TASK BRIEF:
Every entry that follows should be output again, word for word.

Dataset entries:
----
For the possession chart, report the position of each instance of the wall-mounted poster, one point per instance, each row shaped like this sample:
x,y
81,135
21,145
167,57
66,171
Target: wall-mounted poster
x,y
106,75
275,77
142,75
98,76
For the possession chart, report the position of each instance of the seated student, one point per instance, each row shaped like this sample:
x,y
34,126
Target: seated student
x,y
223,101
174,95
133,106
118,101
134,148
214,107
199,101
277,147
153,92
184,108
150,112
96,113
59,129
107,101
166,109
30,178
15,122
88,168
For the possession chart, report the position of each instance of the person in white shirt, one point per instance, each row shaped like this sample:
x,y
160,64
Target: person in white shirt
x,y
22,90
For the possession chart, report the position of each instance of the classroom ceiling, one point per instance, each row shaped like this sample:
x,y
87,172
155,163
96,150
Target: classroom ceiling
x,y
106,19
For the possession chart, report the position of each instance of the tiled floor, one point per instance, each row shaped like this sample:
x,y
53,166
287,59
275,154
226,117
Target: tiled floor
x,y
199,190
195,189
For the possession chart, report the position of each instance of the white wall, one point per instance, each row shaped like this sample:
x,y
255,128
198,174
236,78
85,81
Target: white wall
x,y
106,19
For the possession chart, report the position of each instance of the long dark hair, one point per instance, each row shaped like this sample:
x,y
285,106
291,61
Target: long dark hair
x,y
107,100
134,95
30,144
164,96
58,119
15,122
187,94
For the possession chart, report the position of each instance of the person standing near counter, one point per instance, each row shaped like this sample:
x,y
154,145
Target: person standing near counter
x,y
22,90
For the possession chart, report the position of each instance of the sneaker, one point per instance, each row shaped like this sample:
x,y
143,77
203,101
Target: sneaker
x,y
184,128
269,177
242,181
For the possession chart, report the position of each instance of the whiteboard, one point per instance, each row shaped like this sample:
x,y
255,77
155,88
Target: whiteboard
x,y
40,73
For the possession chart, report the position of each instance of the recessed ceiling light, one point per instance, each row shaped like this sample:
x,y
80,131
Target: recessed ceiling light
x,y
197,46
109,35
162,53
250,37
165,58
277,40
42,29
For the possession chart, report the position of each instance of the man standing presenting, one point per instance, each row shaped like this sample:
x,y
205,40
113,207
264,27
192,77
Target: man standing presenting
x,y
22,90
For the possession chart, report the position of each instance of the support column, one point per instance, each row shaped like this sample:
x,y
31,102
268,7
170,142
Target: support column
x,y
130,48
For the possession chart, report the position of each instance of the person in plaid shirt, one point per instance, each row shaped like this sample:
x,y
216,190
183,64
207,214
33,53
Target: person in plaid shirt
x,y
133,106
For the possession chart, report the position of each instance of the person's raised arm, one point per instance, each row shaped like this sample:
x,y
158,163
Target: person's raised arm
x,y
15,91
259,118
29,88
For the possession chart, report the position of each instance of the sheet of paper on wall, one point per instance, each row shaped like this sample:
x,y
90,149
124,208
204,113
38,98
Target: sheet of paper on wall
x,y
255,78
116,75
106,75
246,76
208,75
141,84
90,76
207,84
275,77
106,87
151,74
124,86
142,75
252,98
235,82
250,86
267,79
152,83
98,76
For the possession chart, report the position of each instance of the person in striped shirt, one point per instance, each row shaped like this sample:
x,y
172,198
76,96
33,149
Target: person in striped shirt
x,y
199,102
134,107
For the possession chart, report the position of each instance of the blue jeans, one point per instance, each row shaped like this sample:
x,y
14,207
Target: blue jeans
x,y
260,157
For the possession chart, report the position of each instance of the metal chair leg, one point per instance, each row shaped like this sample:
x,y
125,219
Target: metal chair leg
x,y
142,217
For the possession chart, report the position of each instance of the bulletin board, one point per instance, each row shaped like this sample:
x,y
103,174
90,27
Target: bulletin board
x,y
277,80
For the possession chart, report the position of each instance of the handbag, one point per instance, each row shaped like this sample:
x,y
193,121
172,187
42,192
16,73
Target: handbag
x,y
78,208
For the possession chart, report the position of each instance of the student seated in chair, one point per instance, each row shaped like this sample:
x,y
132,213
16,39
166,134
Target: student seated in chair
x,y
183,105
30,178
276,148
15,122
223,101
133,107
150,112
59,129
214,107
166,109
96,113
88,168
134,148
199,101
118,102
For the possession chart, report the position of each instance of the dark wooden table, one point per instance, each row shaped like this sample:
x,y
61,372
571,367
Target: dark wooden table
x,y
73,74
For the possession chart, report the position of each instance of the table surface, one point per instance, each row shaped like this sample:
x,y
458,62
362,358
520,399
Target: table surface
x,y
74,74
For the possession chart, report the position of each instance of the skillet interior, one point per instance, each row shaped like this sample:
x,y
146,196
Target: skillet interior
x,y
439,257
----
RESPONSE:
For the possession chart, report the position of each instance of the wall-mounted poster, one point per instance, each row shaped like this sample:
x,y
81,135
21,145
167,57
66,171
Target: wall-mounted poster
x,y
106,75
275,77
142,75
98,76
For the possession chart, report the position of each instance of the seated student, one point per instance, each row shaped like this sample:
x,y
34,126
Target: seated student
x,y
223,101
174,95
133,106
118,101
134,148
214,107
199,101
277,147
153,92
184,108
150,112
96,113
59,129
107,101
166,109
30,178
15,122
88,168
For the possession chart, report the position of each instance of the person in white shirt, one point per instance, each row shaped like this sample:
x,y
160,64
Target: person in white shirt
x,y
22,90
For the possession chart, report the position of each instance of the classroom ceiling, one point per instance, each row shaped like this sample:
x,y
87,172
155,163
96,150
Target: classroom ceiling
x,y
106,19
For the possession chart, report the position of each instance of the tiled floor, one point per instance, each row shaped like this sample:
x,y
53,166
287,59
275,154
226,117
Target: tiled floor
x,y
199,190
195,189
For the possession chart, report the position of each instance of the white wall, one point per instance, each row shaped like this sample:
x,y
255,128
198,174
236,78
85,81
Target: white wall
x,y
106,19
For the possession chart, report the position of each instance of the long dark hair, one point per instance, each row shaped like this sample:
x,y
285,106
291,61
Target: long dark hair
x,y
107,100
134,95
30,144
164,96
58,119
15,122
187,94
For the possession chart, report the position of each instance of the person standing near counter, one point per instance, each row shaped like this sample:
x,y
154,145
Target: person standing near counter
x,y
22,90
For the possession chart, report the position of each instance of the sneaker, one point per instance, each row shaped like this sample:
x,y
143,77
203,101
Target: sneaker
x,y
184,128
269,177
242,181
For the possession chart, report the position of each instance of the whiteboard, one point per instance, each row shaped like this sample:
x,y
255,77
155,88
Target: whiteboard
x,y
40,73
For the possession chart, report the position of each instance of the recessed ceiling light, one point per instance, each row shaped like this sample:
x,y
80,131
Target: recessed ceiling light
x,y
197,46
109,35
162,53
250,37
165,58
277,40
42,29
For the possession chart, report the position of each instance of the man standing presenting, one point per instance, each row shaped like this sample:
x,y
205,40
113,207
264,27
192,77
Target: man standing presenting
x,y
22,90
For the possession chart, report the position of each instance of the support column, one point per instance, each row shaped like this sample:
x,y
31,102
268,7
170,142
Target: support column
x,y
130,48
For the possession chart, report the position of each instance of the person in plaid shirt, one point per instance, each row shaped like this sample:
x,y
216,190
183,64
207,214
33,53
Target: person in plaid shirt
x,y
133,106
For the possession chart, report the position of each instance of the person's raised arm, one point per instance, each row shaped like this sample:
x,y
158,163
Target: person's raised arm
x,y
15,91
259,118
29,88
For the possession chart, report the position of each instance of the sheet of paper on wall, one point per instance, each row shaped like this sample:
x,y
90,149
124,208
204,113
38,98
Target: sheet of paper on wall
x,y
255,78
116,75
106,75
246,76
208,75
141,84
90,76
207,84
275,77
106,87
151,74
124,86
142,75
252,98
235,82
250,86
267,79
152,83
98,76
For the possession chart, report the position of each instance of the person in striped shirt, one point per instance, each row shaped like this sample:
x,y
172,198
76,96
33,149
Target: person in striped shirt
x,y
199,102
134,107
For the possession chart, report the position of each instance of the blue jeans, one point per instance, each row shaped like this sample:
x,y
14,207
Target: blue jeans
x,y
260,157
For the possession chart, report the position of each instance of the metal chair leg, one point per instance, each row shaped like this sample:
x,y
125,219
Target: metal chair leg
x,y
142,217
For the possession chart, report the position of each instance of the bulletin board, one point per instance, each row shaped like this sample:
x,y
103,174
90,27
Target: bulletin board
x,y
277,80
For the possession chart, report the position of each instance of the handbag, one point per instance, each row shaped like this sample:
x,y
193,121
172,187
42,192
16,73
Target: handbag
x,y
78,208
For the possession chart, report the position of each instance of the student seated in chair, one point per instance, each row shaped like this sample:
x,y
132,213
16,39
166,134
Target: student seated in chair
x,y
183,105
30,178
276,148
15,122
223,101
133,107
150,112
59,129
214,107
166,109
96,113
88,168
134,148
199,101
118,102
For the possession chart, report the position of each instance of the dark wooden table, one point per instance, each row shaped like this sample:
x,y
61,372
571,367
Target: dark wooden table
x,y
73,74
For the possession chart, report the position of each instance of the table surface, one point per instance, each row shaped like this sample:
x,y
458,62
362,358
520,399
Target: table surface
x,y
74,74
For the possession chart, report the position of each instance of the skillet interior, one point per instance, each row shaped like this sample:
x,y
146,196
Target: skillet interior
x,y
439,257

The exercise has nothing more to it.